▶ _Your assignment_
Go through the entries below and print, exactly, the lines starting at the one with "Would you be able to pin the white" and ending at the one with "Would you be able to pin the wooden", keeping both ends and no others.

▶ _Excerpted data_
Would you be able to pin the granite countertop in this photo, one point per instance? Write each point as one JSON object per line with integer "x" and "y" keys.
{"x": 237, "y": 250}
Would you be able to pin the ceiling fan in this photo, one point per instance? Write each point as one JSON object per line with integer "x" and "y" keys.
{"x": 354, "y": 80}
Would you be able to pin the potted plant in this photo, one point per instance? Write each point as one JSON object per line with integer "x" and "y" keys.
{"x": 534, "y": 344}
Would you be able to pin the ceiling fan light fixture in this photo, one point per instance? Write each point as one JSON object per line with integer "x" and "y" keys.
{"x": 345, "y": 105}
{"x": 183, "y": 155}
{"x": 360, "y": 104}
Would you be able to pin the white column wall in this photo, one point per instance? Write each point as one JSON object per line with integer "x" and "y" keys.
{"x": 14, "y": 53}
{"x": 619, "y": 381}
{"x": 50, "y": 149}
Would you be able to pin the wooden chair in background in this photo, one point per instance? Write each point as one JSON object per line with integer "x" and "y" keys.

---

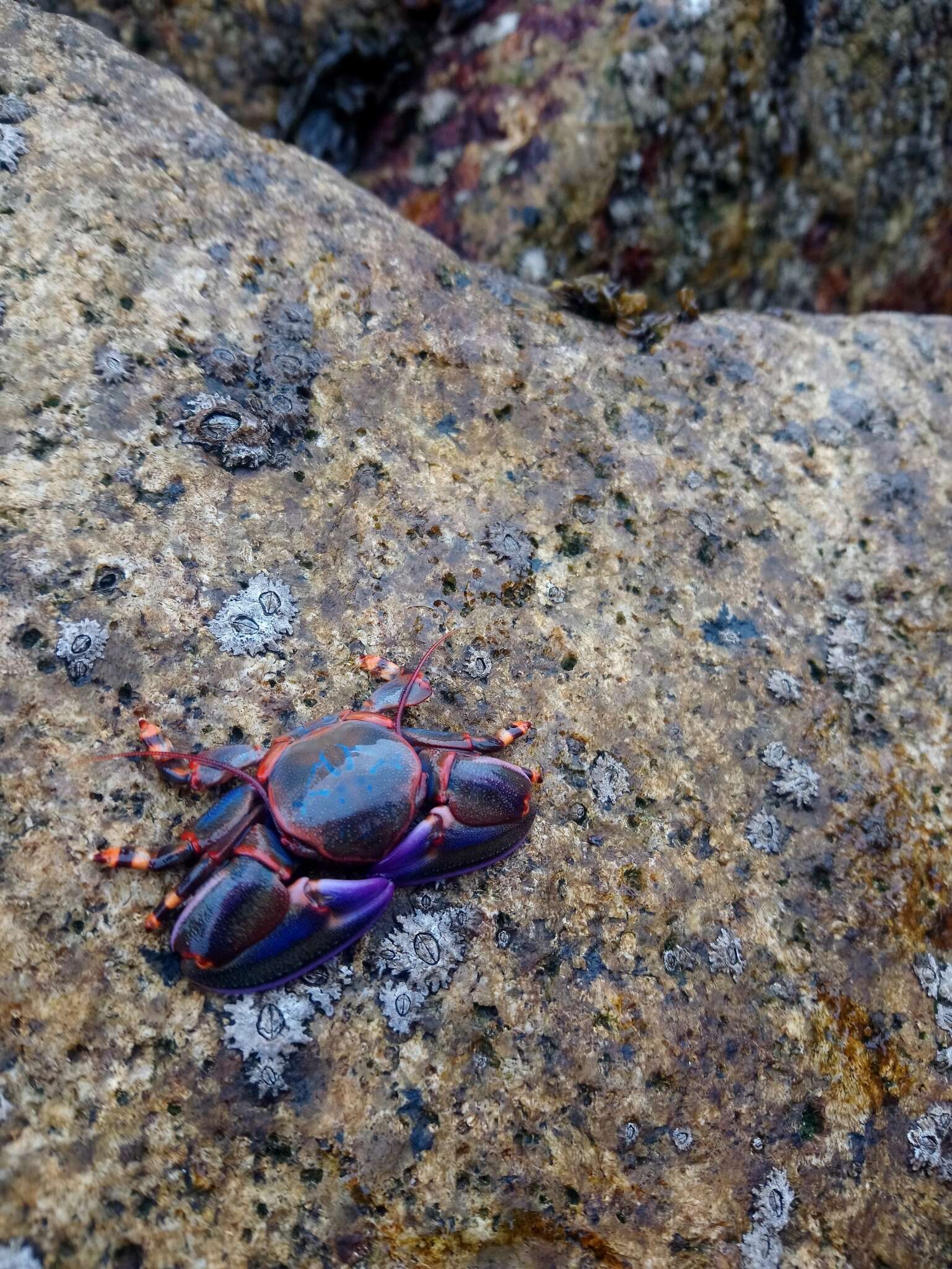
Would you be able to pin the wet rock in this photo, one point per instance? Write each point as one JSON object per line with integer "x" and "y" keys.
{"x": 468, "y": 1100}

▶ _Task answer_
Would you be able to pin the white column wall in this photo, one point per instance? Write each point as one JSON object per line with integer "x" and "y" keys.
{"x": 14, "y": 53}
{"x": 619, "y": 381}
{"x": 50, "y": 149}
Would you be able to pin the wooden chair in background in this photo, one point per instance? Write each point as one JSON object per line with integer "x" and "y" keys.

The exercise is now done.